▶ [Given request] Copy out, word for word, the lines of the entries below, from the line containing "For every instance of the woman" through the last line of the entries, both included.

▶ [Records to process]
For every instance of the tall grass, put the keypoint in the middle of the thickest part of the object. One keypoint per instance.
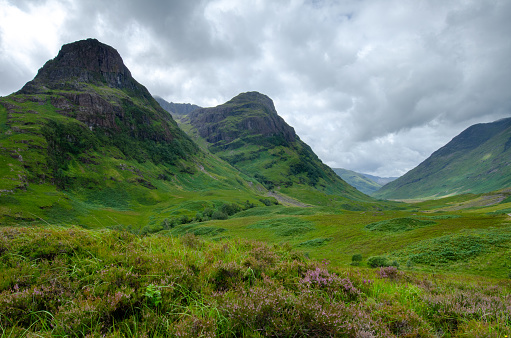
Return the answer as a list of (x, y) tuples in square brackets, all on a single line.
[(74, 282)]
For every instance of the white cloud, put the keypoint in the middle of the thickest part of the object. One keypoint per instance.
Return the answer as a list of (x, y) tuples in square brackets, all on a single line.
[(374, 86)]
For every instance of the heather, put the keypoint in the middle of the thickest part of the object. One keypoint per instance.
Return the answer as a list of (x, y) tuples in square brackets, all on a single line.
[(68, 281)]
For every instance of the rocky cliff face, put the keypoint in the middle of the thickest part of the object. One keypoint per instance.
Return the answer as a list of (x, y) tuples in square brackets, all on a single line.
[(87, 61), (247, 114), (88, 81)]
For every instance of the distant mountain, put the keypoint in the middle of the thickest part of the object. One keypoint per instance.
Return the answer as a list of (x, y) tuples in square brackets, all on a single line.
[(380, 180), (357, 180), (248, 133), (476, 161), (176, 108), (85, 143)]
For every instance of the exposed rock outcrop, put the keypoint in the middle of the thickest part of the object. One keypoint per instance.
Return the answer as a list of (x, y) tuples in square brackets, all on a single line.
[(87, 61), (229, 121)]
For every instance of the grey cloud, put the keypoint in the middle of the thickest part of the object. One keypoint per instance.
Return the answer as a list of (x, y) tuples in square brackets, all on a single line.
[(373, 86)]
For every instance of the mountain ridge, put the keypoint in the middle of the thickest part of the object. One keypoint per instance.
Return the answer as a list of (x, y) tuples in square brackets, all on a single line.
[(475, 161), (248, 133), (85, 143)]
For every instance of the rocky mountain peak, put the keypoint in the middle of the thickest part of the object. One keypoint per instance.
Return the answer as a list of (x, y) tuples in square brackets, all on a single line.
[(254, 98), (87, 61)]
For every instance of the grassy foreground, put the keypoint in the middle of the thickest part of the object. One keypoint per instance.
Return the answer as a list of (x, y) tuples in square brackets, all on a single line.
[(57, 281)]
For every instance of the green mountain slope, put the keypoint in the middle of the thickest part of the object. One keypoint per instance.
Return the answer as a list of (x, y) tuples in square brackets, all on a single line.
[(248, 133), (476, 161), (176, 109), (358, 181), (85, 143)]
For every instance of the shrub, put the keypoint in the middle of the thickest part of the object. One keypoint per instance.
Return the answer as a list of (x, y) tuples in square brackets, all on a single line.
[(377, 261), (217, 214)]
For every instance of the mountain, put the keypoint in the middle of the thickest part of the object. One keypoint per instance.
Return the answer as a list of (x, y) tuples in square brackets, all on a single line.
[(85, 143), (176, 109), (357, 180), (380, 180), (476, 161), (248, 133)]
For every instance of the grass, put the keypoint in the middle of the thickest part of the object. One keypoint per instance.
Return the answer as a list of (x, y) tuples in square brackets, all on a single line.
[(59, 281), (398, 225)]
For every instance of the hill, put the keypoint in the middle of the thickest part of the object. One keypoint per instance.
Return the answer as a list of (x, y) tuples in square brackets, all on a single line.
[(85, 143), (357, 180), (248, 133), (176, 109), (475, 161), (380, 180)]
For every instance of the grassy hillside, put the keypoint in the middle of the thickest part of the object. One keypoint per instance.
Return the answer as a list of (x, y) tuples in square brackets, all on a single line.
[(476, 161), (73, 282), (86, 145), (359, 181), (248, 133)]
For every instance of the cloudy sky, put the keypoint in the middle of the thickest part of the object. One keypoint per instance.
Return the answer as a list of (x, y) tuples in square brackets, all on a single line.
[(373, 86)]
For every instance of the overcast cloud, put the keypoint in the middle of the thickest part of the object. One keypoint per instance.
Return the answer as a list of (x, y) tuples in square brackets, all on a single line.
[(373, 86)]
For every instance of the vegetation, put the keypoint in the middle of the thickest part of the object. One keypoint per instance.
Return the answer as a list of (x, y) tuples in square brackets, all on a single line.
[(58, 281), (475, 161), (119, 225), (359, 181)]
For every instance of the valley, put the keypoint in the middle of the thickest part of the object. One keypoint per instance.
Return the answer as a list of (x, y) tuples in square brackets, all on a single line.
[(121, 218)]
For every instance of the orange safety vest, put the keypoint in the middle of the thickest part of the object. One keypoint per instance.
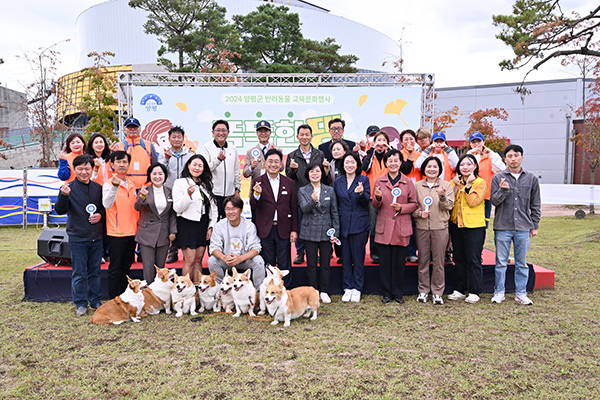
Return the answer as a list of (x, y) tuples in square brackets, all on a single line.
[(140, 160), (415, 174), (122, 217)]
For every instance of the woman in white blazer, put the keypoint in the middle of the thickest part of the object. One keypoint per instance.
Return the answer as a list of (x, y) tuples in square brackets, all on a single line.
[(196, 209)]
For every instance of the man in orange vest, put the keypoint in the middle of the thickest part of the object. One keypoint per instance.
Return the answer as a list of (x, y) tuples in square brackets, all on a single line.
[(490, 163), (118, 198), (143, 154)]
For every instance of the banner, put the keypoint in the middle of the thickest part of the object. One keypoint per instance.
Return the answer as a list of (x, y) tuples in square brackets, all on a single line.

▶ [Written answer]
For every instance of the woman in white blazer, put the keypoint in the middle of the thickest part of the object. One keypoint per instance.
Return the answer as a list of (x, y) tuples in square brackets, all on a single line.
[(196, 209)]
For every instance of the man in orange vest, put the keypoint in the middle of the thickest part of the object. One keypoint per instance.
Return the answer as a list of (x, y) tuples in square brackets, all on a single line.
[(490, 163), (118, 198), (143, 154)]
For every instance of the banner, put the keypoint in the middle of the thickest part of the object. One keypoint per instance.
Return the answer as a list of (x, y) tuples in square brackets, all on a single line.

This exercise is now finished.